Thank you! Could you do further testing with something that doesn't use 100% of the GPU like a 3D game and check whether Resources always shows about half of the actual usage as shown in nvtop?

nokyan avatar Jul 08 '25 20:07 nokyan

hi @nokyan as requested testing 1.8.0-xe-support/963fe68 wasn't a thorough test but GPU still showing 50% vs nvtop at 100 % (used FluidX3d as a test gpu load)

Thank you! Could you do further testing with something that doesn't use 100% of the GPU like a 3D game and check whether Resources always shows about half of the actual usage as shown in nvtop?

Games? not sure I have any! I gave Superposition a go but that is a benchmark so went full tilt too... , hmm here's opening Darktable and flicking through some images gets about 25% max

Image

ihayhurst avatar Jul 08 '25 21:07 ihayhurst

I've pushed a new commit to xe-support, could someone test it?

nokyan avatar Jul 09 '25 12:07 nokyan

AI inference running in the background https://github.com/user-attachments/assets/7ea49675-aba6-470c-a4bb-a217bf1245c7

adrianboguszewski avatar Jul 10 '25 11:07 adrianboguszewski

AI inference running in the background https://github.com/user-attachments/assets/7ea49675-aba6-470c-a4bb-a217bf1245c7

Thank you! That looks good as far as I can see. A bit of deviance is to be expected as you can't get nvtop and Resources to sample usage at the exact same times. Can you test whether Resources picks up a 3D workload like a game as well?

nokyan avatar Jul 10 '25 11:07 nokyan

Here you are

https://github.com/user-attachments/assets/c609fbd1-06b7-437d-87db-a1f9a07662ab

adrianboguszewski avatar Jul 10 '25 11:07 adrianboguszewski

Here you are Screencast.From.2025-07-10.13-46-26.mp4

Thanks again, this looks pretty good as well. I'm gonna see if I can find any more stats exposed by xe and get it merged then. If in the meantime other people could test it, that'd be great. :)

nokyan avatar Jul 10 '25 18:07 nokyan

good for me this time too :)

Image

ihayhurst avatar Jul 10 '25 20:07 ihayhurst

According to Phoronix one of the Xe updates for kernel 6.17 will have "- Fan control and voltage information is now exposed via sysfs for the Xe driver. "

I'll add there is a new Xe firmware binary in the Linux firmware repo just for fan control. It might be used in 6.17.

Dataset content
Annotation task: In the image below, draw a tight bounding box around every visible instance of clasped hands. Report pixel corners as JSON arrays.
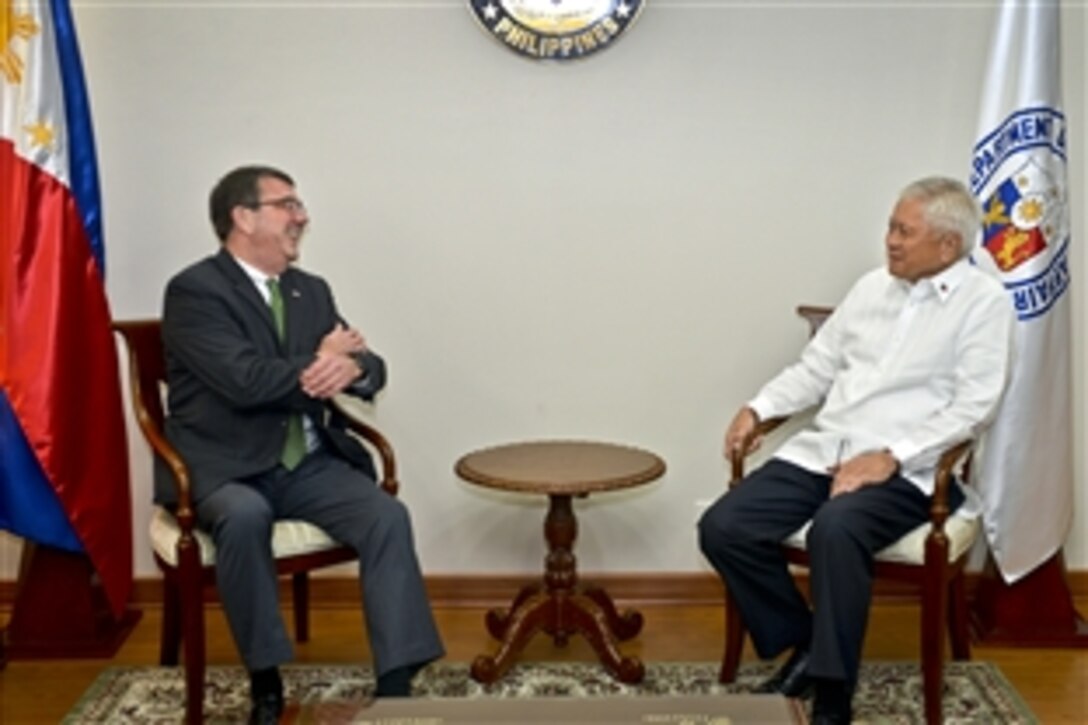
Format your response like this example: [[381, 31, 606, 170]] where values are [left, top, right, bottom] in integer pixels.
[[298, 323, 367, 400], [725, 406, 899, 499]]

Set tasks
- a) In the GPU-monitoring thread, which program served as the test GPU load when Resources showed 50% while nvtop showed 100%?
- b) From the GPU-monitoring thread, extract the passage that opens with the words containing "nokyan avatar Jul 10 '25 18:07" and closes with "used in 6.17.".
The material is unrelated to the GPU-monitoring thread and stands on its own.

Full solutions
- a) FluidX3d was used as the test GPU load.

- b)
nokyan avatar Jul 10 '25 18:07 nokyan

good for me this time too :)

Image

ihayhurst avatar Jul 10 '25 20:07 ihayhurst

According to Phoronix one of the Xe updates for kernel 6.17 will have "- Fan control and voltage information is now exposed via sysfs for the Xe driver. "

I'll add there is a new Xe firmware binary in the Linux firmware repo just for fan control. It might be used in 6.17.